### Treść zadań
1) Według artykułu o 16. kolejce La Liga: kto zdobył jedyną bramkę w meczu Elche z Celtą Vigo i w której minucie?
2) Dopisz dalszy ciąg artykułu o 16. kolejce La Liga, zaczynając po jego ostatnim zdaniu.

### Tekst źródłowy
....

PAP/EPA / Juan Carlos Cardenas / Na zdjęciu: Mouctar Diakhaby (z lewej) i Fede San Emeterio

Elche w beznadziejnej sytuacji. Niespodzianka w Walencji

Michał Piegza

Rozgrywki La Liga nabierają tempa. W piątek rozpoczęła się 16. kolejka. Ważne trzy punkty wywalczyła Celta Vigo. Niespodziewanie u siebie przegrała Valencia, która uległa Cadizowi.

Od wtorku do czwartku w Hiszpanii rozgrywana była 1/16 rozgrywek o Puchar Króla, a już w piątek do walki wróciły zespoły występujące w La Liga. Rozpoczęła się 16. seria.

Tylko jedna bramka padła w potyczce Elche z Celtą Vigo. W La Liga gospodarze znajdują się w tragicznej sytuacji i tylko cud może ich uratować przed degradacją. Goście punktów mają więcej, ale spadek także zagląda im w oczy. Wynik spotkania ustalony został już w 5. minucie. Wówczas do siatki miejscowych trafił Iago Aspas.

....

Wpisy wskazujące nazwane obiekty:
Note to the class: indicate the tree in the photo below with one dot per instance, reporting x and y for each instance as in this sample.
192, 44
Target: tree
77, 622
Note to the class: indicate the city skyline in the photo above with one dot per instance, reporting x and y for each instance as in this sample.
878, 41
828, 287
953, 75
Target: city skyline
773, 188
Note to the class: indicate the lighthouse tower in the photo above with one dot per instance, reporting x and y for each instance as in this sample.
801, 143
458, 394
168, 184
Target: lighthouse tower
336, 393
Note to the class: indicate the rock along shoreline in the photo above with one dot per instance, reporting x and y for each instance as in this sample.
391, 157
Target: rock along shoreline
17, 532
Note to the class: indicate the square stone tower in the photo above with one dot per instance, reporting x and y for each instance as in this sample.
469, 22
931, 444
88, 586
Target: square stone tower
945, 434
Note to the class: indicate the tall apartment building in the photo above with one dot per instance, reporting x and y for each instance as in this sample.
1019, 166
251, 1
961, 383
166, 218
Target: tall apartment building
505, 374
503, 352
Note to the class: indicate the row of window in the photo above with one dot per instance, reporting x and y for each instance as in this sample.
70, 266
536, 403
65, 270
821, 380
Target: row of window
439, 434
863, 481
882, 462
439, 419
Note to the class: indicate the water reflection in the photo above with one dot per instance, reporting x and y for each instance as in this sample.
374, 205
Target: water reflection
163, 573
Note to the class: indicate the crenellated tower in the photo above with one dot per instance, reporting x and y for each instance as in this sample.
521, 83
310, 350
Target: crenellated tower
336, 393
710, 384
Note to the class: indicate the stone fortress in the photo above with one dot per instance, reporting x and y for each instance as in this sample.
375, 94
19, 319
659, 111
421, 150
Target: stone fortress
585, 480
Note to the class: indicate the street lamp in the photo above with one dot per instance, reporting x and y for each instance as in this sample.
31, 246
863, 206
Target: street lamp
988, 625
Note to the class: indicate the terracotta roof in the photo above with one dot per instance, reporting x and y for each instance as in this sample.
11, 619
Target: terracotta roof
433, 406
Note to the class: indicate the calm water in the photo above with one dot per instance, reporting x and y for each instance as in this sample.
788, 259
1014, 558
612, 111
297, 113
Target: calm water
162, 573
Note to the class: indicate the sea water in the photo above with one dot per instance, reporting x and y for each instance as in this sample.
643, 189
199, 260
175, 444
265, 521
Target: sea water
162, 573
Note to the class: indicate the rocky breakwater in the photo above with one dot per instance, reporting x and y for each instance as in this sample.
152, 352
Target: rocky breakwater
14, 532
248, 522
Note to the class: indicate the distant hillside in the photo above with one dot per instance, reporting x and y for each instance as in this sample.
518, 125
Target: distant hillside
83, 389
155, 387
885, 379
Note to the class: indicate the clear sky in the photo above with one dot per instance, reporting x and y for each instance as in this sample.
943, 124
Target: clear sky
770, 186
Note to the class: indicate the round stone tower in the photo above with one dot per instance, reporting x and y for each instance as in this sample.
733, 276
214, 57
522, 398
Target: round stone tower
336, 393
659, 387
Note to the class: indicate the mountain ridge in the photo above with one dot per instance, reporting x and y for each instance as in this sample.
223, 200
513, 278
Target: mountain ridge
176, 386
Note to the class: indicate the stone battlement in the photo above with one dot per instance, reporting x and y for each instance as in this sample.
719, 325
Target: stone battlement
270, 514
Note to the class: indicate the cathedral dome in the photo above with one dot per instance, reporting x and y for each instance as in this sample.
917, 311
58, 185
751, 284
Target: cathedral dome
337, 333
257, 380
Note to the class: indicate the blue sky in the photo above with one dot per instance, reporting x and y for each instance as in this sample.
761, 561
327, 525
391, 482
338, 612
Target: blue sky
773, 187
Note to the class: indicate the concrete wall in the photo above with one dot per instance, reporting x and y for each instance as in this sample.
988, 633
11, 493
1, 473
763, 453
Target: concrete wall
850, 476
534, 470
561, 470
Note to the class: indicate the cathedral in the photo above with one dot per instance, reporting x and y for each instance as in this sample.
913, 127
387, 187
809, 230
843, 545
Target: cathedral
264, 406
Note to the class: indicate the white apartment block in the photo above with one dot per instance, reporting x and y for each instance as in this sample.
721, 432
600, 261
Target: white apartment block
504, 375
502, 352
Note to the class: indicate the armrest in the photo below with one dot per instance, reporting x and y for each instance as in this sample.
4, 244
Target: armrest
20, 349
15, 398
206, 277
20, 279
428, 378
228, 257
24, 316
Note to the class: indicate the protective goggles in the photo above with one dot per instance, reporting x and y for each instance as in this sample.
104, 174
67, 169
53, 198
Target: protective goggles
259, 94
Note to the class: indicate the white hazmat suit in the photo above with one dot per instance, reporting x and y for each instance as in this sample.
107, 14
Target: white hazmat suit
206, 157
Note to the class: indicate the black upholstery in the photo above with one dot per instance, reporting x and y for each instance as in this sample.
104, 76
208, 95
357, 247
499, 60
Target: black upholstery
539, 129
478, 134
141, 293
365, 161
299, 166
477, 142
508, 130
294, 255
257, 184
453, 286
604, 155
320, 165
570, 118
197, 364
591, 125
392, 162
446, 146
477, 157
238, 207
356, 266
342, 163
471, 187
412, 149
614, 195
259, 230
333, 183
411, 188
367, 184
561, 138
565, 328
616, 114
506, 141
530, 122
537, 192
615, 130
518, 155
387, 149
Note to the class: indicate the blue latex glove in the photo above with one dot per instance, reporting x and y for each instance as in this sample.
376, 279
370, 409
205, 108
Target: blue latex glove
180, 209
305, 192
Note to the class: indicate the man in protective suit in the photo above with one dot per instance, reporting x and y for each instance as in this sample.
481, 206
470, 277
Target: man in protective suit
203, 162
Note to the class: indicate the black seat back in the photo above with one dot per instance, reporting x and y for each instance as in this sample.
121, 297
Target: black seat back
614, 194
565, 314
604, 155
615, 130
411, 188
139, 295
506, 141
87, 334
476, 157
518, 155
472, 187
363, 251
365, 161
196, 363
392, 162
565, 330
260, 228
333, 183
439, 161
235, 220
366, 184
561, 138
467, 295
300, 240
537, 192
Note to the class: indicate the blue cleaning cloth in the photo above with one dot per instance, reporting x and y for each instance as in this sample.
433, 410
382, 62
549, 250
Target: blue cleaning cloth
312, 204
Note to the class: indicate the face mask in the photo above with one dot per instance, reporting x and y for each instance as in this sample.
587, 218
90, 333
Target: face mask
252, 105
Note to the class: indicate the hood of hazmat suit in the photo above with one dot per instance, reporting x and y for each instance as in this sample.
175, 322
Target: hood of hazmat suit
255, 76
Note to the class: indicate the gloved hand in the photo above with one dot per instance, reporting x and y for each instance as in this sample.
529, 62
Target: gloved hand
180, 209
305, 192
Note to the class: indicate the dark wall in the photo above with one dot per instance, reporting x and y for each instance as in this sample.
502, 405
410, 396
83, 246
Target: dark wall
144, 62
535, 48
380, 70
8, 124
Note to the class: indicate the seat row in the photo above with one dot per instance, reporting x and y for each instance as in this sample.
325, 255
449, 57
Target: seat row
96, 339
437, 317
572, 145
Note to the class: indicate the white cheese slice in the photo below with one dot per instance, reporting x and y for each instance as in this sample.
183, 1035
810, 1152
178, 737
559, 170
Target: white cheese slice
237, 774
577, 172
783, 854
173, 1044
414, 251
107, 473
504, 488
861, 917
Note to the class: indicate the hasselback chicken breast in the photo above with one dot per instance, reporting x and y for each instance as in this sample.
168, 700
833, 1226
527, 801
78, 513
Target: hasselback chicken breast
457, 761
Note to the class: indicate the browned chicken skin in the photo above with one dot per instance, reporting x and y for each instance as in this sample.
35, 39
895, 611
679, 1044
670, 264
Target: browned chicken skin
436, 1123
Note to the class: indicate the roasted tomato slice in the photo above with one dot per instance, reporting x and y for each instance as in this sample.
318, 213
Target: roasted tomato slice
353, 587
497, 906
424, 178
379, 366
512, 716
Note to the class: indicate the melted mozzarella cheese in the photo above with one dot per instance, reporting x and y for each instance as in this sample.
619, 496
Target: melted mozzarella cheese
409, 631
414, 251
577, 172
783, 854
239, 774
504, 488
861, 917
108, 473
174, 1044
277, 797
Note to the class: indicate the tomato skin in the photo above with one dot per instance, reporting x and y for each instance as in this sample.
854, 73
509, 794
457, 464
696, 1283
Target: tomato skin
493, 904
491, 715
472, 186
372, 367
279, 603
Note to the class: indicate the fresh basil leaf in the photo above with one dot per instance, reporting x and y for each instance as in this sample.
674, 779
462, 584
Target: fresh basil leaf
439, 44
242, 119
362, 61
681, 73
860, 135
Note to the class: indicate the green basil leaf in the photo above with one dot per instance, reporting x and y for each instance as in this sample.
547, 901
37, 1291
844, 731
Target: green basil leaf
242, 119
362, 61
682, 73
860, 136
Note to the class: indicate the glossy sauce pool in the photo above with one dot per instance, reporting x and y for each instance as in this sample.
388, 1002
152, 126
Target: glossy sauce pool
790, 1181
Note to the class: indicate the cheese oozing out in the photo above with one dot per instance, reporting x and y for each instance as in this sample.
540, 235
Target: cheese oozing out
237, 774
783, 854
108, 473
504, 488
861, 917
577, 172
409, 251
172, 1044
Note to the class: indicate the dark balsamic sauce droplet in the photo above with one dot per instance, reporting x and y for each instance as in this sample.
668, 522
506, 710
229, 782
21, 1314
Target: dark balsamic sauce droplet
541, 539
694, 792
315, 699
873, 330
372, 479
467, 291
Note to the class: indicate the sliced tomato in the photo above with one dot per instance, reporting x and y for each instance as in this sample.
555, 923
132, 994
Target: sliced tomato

....

### Odpowiedzi do zadań
1) Iago Aspas, w 5. minucie.

2)
Do niespodzianki doszło w Walencji. Gospodarze plasują się w środku tabeli, ale drużyna nie punktuje zbyt często i strefa spadkowa nie jest zbyt daleko. W dużo trudniejszej sytuacji są gracze Cadizu. Po meczu to goście mogli się cieszyć. Piłkarze z Kadyksu w 9. minucie zdobyli gola, które dało im trzy punkty i ucieczkę z zagrożonej strefy La Liga.

Elche CF - Celta Vigo 0:1 (0:1)
0:1 - Aspas 5'

Valencia CF - Cadiz CF 0:1 (0:1)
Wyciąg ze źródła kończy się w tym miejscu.